- [OBJECTIVE]
Copy out the lines word for word, from the line containing "TARGET = front porch" through the end of the lines.

- [EXTRACTED INFORMATION]
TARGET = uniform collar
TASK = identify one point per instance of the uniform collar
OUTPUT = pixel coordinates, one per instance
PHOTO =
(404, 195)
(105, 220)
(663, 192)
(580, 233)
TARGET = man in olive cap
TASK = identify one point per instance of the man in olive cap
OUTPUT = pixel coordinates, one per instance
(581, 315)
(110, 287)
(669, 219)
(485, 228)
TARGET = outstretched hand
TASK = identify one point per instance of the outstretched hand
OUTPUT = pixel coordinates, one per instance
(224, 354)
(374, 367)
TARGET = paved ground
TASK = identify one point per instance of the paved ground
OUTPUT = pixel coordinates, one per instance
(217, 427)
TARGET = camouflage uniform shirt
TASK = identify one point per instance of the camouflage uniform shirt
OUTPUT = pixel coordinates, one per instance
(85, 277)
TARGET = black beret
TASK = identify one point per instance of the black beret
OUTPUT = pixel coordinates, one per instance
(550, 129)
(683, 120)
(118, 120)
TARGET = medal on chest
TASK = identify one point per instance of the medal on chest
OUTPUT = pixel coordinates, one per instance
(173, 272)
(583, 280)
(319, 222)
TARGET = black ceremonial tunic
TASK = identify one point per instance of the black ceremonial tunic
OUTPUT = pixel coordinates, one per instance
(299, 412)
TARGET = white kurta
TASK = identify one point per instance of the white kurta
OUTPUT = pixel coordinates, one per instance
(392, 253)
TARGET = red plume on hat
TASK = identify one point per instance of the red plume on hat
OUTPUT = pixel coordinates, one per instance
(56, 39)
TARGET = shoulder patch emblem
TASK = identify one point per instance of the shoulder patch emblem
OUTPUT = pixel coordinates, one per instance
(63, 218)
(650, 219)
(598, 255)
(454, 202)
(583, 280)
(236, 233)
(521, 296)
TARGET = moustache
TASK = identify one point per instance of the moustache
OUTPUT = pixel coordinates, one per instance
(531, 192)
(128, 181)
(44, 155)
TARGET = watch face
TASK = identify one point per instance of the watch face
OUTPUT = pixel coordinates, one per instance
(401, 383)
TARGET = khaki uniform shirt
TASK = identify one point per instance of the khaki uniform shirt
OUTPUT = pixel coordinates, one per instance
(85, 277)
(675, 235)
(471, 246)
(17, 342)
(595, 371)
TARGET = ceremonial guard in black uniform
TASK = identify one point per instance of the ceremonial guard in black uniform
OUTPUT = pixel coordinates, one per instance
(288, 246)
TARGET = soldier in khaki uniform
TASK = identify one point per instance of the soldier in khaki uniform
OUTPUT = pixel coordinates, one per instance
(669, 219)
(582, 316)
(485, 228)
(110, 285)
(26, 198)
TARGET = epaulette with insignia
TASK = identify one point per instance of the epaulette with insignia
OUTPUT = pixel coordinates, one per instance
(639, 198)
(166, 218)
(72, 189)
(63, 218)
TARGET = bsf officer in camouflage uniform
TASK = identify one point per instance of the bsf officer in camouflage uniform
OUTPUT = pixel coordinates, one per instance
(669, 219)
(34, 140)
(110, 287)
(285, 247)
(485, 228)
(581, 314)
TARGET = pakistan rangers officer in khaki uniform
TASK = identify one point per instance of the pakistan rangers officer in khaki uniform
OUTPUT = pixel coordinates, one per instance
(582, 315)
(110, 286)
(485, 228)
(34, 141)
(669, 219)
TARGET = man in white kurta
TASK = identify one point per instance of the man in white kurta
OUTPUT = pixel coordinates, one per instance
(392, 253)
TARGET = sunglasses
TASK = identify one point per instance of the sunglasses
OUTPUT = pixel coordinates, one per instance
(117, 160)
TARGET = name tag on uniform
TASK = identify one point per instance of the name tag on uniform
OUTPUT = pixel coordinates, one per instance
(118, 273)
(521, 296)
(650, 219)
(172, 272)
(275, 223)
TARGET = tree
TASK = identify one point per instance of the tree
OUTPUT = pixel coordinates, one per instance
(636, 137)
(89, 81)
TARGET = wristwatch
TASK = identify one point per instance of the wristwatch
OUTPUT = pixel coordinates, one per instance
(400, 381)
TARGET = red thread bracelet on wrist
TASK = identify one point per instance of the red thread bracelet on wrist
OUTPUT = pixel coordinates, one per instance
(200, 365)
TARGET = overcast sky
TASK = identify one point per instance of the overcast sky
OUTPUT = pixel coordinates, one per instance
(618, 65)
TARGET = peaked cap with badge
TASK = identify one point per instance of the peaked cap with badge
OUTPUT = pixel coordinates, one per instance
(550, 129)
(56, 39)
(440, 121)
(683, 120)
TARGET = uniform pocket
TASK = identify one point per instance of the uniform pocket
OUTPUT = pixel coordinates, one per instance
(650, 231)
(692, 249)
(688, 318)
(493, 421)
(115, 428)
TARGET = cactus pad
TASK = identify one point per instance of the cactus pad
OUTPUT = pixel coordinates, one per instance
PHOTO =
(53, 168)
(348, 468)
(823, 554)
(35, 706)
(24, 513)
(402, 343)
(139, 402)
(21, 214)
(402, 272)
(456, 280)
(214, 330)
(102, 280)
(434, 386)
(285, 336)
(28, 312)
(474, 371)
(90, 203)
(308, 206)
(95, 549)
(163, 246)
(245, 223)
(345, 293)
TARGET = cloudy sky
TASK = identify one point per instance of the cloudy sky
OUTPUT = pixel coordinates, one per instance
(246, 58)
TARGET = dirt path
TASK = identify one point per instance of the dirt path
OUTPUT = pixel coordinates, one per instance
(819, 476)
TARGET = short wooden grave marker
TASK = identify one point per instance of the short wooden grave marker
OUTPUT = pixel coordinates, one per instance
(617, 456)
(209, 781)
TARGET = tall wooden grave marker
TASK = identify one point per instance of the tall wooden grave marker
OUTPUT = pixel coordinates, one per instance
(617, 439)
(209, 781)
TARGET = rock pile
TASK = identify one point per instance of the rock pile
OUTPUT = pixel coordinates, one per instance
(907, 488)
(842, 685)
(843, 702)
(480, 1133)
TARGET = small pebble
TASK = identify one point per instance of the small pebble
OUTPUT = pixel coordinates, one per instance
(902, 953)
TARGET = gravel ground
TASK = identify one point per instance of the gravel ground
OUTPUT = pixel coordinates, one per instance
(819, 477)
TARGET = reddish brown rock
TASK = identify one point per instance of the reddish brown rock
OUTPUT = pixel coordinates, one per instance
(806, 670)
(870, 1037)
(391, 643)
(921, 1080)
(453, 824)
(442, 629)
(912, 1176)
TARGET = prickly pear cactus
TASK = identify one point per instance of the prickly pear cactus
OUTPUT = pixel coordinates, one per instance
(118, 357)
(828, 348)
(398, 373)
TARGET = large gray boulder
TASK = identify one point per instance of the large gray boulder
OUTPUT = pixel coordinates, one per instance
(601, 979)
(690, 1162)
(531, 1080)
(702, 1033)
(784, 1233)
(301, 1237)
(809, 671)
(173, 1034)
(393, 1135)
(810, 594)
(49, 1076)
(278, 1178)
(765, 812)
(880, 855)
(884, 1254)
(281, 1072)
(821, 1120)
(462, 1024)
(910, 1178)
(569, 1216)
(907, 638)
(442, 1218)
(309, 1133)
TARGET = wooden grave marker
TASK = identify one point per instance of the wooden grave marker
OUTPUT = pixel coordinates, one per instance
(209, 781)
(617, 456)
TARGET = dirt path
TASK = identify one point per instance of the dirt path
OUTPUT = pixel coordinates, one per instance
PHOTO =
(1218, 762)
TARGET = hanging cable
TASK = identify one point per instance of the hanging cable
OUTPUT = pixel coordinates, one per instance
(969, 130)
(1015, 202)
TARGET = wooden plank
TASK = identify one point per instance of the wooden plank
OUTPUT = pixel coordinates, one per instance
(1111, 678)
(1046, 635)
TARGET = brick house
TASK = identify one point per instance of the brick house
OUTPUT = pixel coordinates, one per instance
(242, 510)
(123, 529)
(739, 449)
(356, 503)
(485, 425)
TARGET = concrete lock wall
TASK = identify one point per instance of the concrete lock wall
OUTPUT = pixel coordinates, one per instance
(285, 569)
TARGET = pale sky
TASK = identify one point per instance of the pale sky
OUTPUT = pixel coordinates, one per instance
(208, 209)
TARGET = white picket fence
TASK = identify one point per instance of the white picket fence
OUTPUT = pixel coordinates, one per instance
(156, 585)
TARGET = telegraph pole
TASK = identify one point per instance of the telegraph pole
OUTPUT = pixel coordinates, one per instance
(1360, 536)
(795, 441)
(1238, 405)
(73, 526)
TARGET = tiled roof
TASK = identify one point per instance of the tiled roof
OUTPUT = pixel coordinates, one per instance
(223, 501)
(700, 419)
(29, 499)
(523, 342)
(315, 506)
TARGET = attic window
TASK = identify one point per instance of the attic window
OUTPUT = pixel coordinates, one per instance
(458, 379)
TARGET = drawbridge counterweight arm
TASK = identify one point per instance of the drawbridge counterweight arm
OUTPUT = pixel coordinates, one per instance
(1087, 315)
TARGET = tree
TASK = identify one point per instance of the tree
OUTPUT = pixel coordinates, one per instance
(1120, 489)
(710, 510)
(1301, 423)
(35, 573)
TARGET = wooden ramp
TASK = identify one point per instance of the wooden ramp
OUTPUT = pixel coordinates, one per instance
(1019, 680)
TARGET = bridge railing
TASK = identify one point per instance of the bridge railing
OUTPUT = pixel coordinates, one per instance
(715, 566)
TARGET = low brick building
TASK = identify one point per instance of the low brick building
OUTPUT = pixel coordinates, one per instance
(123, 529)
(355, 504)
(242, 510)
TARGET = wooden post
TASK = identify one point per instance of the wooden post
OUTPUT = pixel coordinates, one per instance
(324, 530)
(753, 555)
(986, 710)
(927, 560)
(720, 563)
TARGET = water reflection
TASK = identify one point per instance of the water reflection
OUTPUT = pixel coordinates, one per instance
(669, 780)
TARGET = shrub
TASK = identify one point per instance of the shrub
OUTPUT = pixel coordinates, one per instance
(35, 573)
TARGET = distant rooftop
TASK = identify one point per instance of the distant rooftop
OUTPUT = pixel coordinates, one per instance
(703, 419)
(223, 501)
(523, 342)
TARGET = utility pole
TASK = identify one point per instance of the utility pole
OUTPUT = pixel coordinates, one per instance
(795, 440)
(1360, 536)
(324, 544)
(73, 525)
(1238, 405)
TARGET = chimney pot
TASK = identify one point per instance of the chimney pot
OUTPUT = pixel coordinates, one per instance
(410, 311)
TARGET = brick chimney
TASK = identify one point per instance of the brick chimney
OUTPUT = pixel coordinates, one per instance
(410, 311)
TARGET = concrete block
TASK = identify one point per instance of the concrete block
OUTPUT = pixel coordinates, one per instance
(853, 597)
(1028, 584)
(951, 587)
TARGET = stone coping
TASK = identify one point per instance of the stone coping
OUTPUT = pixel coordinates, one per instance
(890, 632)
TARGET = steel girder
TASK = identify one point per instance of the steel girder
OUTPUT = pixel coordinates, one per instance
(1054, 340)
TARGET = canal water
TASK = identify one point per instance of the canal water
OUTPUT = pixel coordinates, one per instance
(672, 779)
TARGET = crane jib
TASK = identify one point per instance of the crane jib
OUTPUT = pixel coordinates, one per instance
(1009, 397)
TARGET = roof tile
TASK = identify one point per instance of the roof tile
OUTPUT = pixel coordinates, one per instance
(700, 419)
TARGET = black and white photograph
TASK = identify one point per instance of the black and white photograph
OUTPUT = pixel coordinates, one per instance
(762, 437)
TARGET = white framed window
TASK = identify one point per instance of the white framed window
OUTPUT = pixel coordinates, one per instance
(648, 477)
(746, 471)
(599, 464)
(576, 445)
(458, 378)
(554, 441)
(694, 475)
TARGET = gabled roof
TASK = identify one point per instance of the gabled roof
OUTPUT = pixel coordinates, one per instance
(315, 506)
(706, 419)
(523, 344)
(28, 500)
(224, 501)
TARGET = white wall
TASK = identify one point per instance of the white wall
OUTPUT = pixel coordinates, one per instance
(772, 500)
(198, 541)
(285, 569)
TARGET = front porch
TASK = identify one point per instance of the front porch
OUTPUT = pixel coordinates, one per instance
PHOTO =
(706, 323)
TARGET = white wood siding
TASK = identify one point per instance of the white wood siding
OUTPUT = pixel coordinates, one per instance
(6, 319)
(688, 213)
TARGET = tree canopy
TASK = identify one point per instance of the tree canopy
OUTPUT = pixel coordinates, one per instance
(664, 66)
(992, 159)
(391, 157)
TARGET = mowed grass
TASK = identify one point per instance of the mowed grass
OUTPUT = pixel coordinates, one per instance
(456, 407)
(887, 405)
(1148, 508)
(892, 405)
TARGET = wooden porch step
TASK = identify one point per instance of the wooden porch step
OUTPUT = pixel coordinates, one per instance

- [FULL SOLUTION]
TARGET = front porch
TASK = identify one point per instance of the front porch
OUTPUT = pixel coordinates, one per instance
PHOTO =
(706, 323)
TARGET = white wood siding
TASK = identify one point per instance of the white wood siding
OUTPUT = pixel coordinates, one per instance
(6, 319)
(688, 213)
TARGET = tree canopy
TASK = identify one point per instance of the tree canopy
OUTPUT = pixel coordinates, one per instance
(664, 66)
(992, 159)
(391, 157)
TARGET = mowed grass
TASK = identify one point per instance of the mowed grass
OUTPUT = pixel coordinates, one per instance
(456, 407)
(887, 405)
(1148, 508)
(892, 405)
TARGET = wooden porch step
TASK = identify one point per instance of the wooden porch step
OUTPUT = pixel coordinates, one per instance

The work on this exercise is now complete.